━━━━━ Extract to read
DocketNumber: No. 98-726
Citation Numbers: 14 Vet. App. 204, 2000 U.S. Vet. App. LEXIS 1113, 2000 WL 1810712
Judges: Greene, Ivers, Steinberg
Filed Date: 12/12/2000
Status: Precedential
Modified Date: 11/16/2024
Before this Court is the appellant’s June 6, 2000, application for attorney fees and expenses under the Equal Access to Justice Act, 28 U.S.C. § 2412(d) (EAJA). For the reasons that follow, the Court will deny the EAJA application.
I. Background
On April 20, 1998, the veteran appealed pro se a March 18, 1998, BVA decision denying a claim for an effective date earlier than September 20, 1994, for an award and payment of monthly disability benefits under the Total Disability Insurance Provision (TDIP) of his National Service Life
On April 4, 2000, the Clerk of the Court received a letter from the appellant that: (1) Asked the Clerk to “advise [the appellant of] the name or title of the March 14, 2000, document”; (2) asserted that he was “entitled to ... expenses like copying cost and postage” and to “interest on [his] money”; (3) requested the “necessary application forms” for an EAJA-fees application; and (4) requested “[a]ttorney fees” because he had “put in hundreds of hours on [his own] case, and ha[d] rendered a service to all disabled veterans similarly situated”, presumably in view of his having prevailed in a precedential Court opinion. March 31, 2000, Letter. On April 6, 2000, the Clerk of the Court replied to the appellant in a letter that responded to his questions and, in particular, answered his EAJA questions as follows:
The Court has no prescribed form for an application [for EAJA fees].... The Court requires strict compliance with the statute (28 U.S.C. § 2412). Note that any such application must be received within the statutory time limit, 30 days after this Court’s judgment becomes final. That judgment will be rendered in accordance with Rule 36 [of this Court’s Rules of Practice and Procedure (Rules) ], and-absent an appeal from this Court’s decision-will become final 60 days later. Note, also, Rule 25’s page limit on facsimile filings. Beyond that, you may wish to research the Court’s case law on the subject.
━━━━━━━━━━
━━━━━ Provided data
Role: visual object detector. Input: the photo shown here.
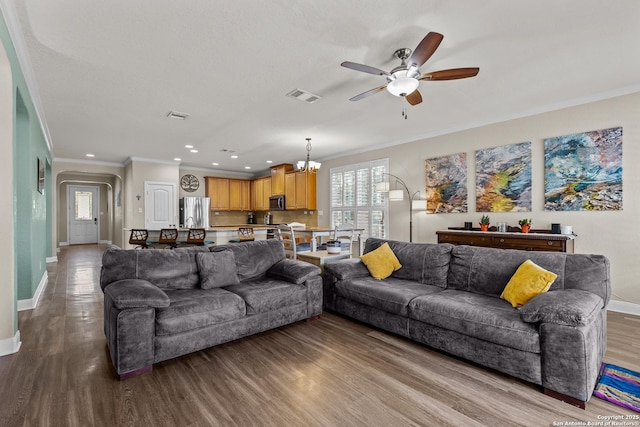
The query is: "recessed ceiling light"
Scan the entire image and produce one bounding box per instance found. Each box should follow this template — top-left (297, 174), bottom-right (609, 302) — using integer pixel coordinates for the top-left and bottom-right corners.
top-left (167, 111), bottom-right (189, 120)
━━━━━━━━━━
## Exercise directions:
Carry on the court opinion about the EAJA fee application, starting right after its final sentence. Nothing in the listing is needed here.

## Answer to the exercise:
On April 27, 2000, the Court received an application for EAJA fees and expenses in which the appellant states that he is an attorney, worked 300 hours on the case, and listed generally some of the work that he has done. Application at 1-3. The total fee request is for $22,500.00 (300 hours at $75.00 per hour) plus expenses of $61.00.
In the Secretary’s May 12, 2000, response to the appellant’s EAJA application, the Secretary asserts that the Court “does not have jurisdiction to award him [attorney] fees” because the appellant was “pro se”. Response at 1. The Secretary also indicates that he does not contest the reasonableness of the request for $61.00 in expenses or contest “an award deemed reasonable by the Court [for such expenses], up to $61.” Response at 2. On June 2, 2000, the Court received the appellant’s reply to the Secretary’s response; the appellant indicates that the EAJA does not contain “specific language prohibiting attorney fees to appellants pro se [sic]” who are also attorneys. Reply at 1.
The Court issued its mandate on June 6, 2000 (although the judgment became final on June 4, 60 days after the Court’s April 4 issuance). On June 6, 2000, the Court filed the appellant’s EAJA application, the Secretary’s response to the EAJA application, and the appellant’s reply to the Secretary’s response. See Stillwell v. Brown, 6 Vet.App. 291, 300 (1994) (“[a] premature filing is ‘treated as if it were later filed”). On June 15, 2000, the Court ordered the appellant to show cause, within 30 days, why the Court should not dismiss the EAJA application because the application
did not contain the following content requirements: (1) A showing that, by virtue of the Court’s remand, the appellant is a prevailing party within the meaning of the EAJA; (2) a showing that he is a party eligible for an award under the EAJA because his net worth does not exceed $2,000,000; (3) an alie-*207 gation that the position of the Secretary was not substantially justified; and (4) an itemized fee statement.
Lee (Raymond), No. 98-726, 2000 WL 792319, at *1 (Vet.App. June 15, 2000) (single-judge order). Because July 16, 2000, was a Sunday, the appellant’s response was due on July 17, 2000. See U.S.Vet.App.R. 26(a) (“In computing a period of time set by these rules, or by a Court order, or by a statute, the day of the event that begins the period is not included. The last day of the period is included, unless it is a ... Sunday....”). On July 19, 2000, the Court received out-of-time an explanation from the appellant as to the deficiencies in his application. He did not file a motion that his response be accepted for filing out-of-time or explain therein his reason for failing to comply with the Court’s July 17 deadline.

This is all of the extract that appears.